▶ WHAT NEEDS TO BE DONE: Print each of the records below word for word, changing nothing.

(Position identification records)
━━━━━━━━━━━━━━━━━━━━━━━━━━━━━━

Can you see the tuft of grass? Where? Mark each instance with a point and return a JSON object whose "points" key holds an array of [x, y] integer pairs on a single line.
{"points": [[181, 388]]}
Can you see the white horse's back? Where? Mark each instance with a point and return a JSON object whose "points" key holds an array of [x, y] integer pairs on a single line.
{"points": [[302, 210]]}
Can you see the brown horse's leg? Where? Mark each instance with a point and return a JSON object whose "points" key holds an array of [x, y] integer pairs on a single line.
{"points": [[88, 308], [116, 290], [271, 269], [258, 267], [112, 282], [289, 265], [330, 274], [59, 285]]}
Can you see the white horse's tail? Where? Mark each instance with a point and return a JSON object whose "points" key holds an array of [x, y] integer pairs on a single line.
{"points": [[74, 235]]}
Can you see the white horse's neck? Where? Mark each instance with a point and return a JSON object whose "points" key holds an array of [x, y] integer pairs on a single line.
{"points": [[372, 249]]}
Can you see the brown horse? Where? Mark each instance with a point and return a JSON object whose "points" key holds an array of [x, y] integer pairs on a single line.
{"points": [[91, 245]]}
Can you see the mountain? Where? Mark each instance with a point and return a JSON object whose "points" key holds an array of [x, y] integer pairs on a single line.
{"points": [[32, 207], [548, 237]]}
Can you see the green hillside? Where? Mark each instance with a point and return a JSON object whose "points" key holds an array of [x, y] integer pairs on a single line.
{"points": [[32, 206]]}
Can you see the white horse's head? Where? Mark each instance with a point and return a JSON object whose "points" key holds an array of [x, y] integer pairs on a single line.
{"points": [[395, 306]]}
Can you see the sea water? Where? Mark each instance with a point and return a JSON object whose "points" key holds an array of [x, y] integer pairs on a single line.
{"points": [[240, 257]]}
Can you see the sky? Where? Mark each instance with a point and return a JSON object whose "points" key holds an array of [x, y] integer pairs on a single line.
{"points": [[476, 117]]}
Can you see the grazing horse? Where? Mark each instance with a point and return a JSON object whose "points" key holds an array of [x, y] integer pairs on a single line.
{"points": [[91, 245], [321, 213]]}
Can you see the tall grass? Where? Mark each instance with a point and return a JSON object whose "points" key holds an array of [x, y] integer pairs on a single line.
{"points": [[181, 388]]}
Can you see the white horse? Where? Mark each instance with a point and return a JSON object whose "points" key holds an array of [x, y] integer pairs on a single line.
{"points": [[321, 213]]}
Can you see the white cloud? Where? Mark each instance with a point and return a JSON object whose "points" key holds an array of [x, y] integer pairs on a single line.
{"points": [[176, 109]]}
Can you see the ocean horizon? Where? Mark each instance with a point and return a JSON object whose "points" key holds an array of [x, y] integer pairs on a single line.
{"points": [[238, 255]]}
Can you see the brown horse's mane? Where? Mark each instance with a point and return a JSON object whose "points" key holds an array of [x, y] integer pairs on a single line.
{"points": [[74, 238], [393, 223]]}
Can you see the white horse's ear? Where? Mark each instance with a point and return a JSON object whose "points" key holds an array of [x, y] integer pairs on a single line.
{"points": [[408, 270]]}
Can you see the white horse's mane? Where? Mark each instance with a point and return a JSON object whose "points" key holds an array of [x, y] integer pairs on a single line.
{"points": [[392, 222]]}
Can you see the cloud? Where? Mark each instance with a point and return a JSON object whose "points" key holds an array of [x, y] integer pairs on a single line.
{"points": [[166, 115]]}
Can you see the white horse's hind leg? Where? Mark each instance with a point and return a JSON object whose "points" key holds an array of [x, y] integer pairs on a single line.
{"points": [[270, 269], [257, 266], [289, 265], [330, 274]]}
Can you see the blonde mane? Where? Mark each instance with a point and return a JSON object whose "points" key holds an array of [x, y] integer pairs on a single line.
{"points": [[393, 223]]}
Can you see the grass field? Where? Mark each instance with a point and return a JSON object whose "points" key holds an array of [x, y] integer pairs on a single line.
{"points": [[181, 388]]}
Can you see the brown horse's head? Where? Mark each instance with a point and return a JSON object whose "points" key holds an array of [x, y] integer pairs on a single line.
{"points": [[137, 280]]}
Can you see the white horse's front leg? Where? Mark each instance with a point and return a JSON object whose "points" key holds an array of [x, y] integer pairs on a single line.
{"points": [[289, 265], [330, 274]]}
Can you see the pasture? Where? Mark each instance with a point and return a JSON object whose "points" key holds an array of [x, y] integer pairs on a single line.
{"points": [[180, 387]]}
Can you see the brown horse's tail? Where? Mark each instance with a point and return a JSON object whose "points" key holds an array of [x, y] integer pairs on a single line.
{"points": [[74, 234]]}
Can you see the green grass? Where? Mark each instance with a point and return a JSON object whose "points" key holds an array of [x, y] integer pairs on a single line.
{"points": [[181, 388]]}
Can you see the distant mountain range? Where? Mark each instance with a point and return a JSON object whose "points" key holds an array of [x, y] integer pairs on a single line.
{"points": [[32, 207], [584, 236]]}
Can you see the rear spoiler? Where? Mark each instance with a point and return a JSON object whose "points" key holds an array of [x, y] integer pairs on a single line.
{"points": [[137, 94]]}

━━━━━━━━━━━━━━━━━━━━━━━━━━━━━━

▶ WRITTEN ANSWER:
Can you see the tuft of grass? Where? Mark each instance with a point and return a JSON object whose "points" key holds an array of [x, y] integer pairs on a single line.
{"points": [[181, 388]]}
Can you see the white horse's back? Where? Mark each instance with a point and return a JSON object whose "points" key holds an array of [x, y] integer pairs on a single line.
{"points": [[302, 210]]}
Can you see the brown horse's leg? Where? Mark each instance with a point and return a JSON object whose "points" key holds an array of [x, y] integer pairs on a single line.
{"points": [[88, 308], [116, 290], [271, 269], [258, 267], [112, 282], [289, 265], [330, 274], [59, 285]]}
Can you see the white horse's tail? Where? Mark each instance with a point and return a JSON object whose "points" key holds an array of [x, y] integer pairs on a single line.
{"points": [[74, 235]]}
Can you see the white horse's neck? Where? Mark each instance with a point and return a JSON object whose "points" key holds an array of [x, y] integer pairs on a single line.
{"points": [[372, 249]]}
Can you see the brown horse? Where? Mark each instance with a point and return a JSON object whose "points" key holds an array of [x, y] integer pairs on a single line.
{"points": [[91, 245]]}
Can you see the mountain? Where? Mark each instance with a point and return a JSON object whose "points" key holds an array of [x, y] integer pairs on a single line.
{"points": [[32, 207], [548, 237]]}
Can you see the green hillside? Where? Mark each instance with a point and return a JSON object whose "points" key holds an array of [x, y] integer pairs on a single line.
{"points": [[32, 206]]}
Can you see the white horse's head? Where? Mark each instance with a point and return a JSON object whose "points" key holds an array of [x, y] integer pairs on a single line.
{"points": [[395, 306]]}
Can you see the sea water? Where? Mark each instance with a point and return a JSON object whose "points" key holds an array of [x, y] integer pairs on a single line.
{"points": [[240, 257]]}
Can you see the sky? Where? Mark each instance with a point and return a JSON object whose "points" key holds an array of [x, y] integer pairs on a single line.
{"points": [[476, 117]]}
Can you see the grazing horse? Where? Mark each instance with a point and return a JSON object whose "points" key holds an array of [x, y] integer pairs on a single line.
{"points": [[91, 245], [321, 213]]}
Can you see the tall grass? Where? Mark each instance with a point and return a JSON object whose "points" key holds an array of [x, y] integer pairs on a single line.
{"points": [[181, 388]]}
Can you see the white horse? Where? Mark each instance with a point and return a JSON object whose "points" key holds an array of [x, y] integer pairs on a single line.
{"points": [[321, 213]]}
Can you see the white cloud? Where? Mark each instance with a point and return a JSON object whose "points" key holds an array of [x, y] integer pairs on a single line.
{"points": [[176, 109]]}
Can you see the ocean horizon? Where? Mark each instance with a point and return a JSON object whose "points" key holds an array of [x, y] integer pairs on a single line.
{"points": [[238, 255]]}
Can you see the brown horse's mane? Where? Mark each instance with a point and return a JSON object whose "points" key holds an array of [x, y] integer pairs on a single line.
{"points": [[74, 238], [393, 223]]}
Can you see the white horse's ear? Where? Mark each instance with a point and return a JSON object whose "points" key holds an array of [x, y] integer pairs on a single line.
{"points": [[408, 270]]}
Can you see the white horse's mane? Where? Mark each instance with a point and return a JSON object whose "points" key holds an array of [x, y] integer pairs on a single line.
{"points": [[392, 222]]}
Can you see the cloud? Where? Mark each instance with a point and return a JSON object whose "points" key holds an array of [x, y] integer pairs on a single line.
{"points": [[166, 115]]}
Can you see the white horse's hind leg? Where? Mark each instance with a point and return a JSON object whose "points" key holds an array of [x, y] integer pairs on a single line.
{"points": [[270, 269], [257, 266], [289, 265], [330, 274]]}
Can you see the blonde mane? Where? Mark each instance with a point and return a JSON object whose "points" key holds an array of [x, y] integer pairs on a single line.
{"points": [[393, 223]]}
Can you see the grass field? Where? Mark each instance with a point and return a JSON object whose "points" key holds an array of [x, y] integer pairs on a single line.
{"points": [[181, 388]]}
Can you see the brown horse's head? Where? Mark each instance with a point and return a JSON object whose "points" key holds an array of [x, y] integer pairs on a single line.
{"points": [[137, 280]]}
Can you see the white horse's front leg? Where? Mark each instance with a point and return a JSON object whose "points" key holds an array of [x, y] integer pairs on a single line.
{"points": [[289, 265], [330, 274]]}
Can you see the pasture? Where? Mark each instance with a point and return a JSON object whose "points" key holds an array of [x, y] integer pairs on a single line.
{"points": [[180, 387]]}
Can you see the brown horse's tail? Where? Mark each instance with a point and return a JSON object whose "points" key holds an array of [x, y] integer pairs on a single line.
{"points": [[74, 234]]}
Can you see the green grass? Where? Mark each instance with a point and return a JSON object whose "points" key holds an array of [x, y] integer pairs on a single line.
{"points": [[181, 388]]}
Can you see the distant mountain range? Where? Mark each instance with a point and return a JSON object whose "points" key holds an array of [x, y] integer pairs on a single line.
{"points": [[32, 207], [584, 236]]}
Can you see the rear spoiler? Where? Mark each instance with a point and return a JSON object whose "points" key holds an array of [x, y] integer pairs on a single line.
{"points": [[137, 94]]}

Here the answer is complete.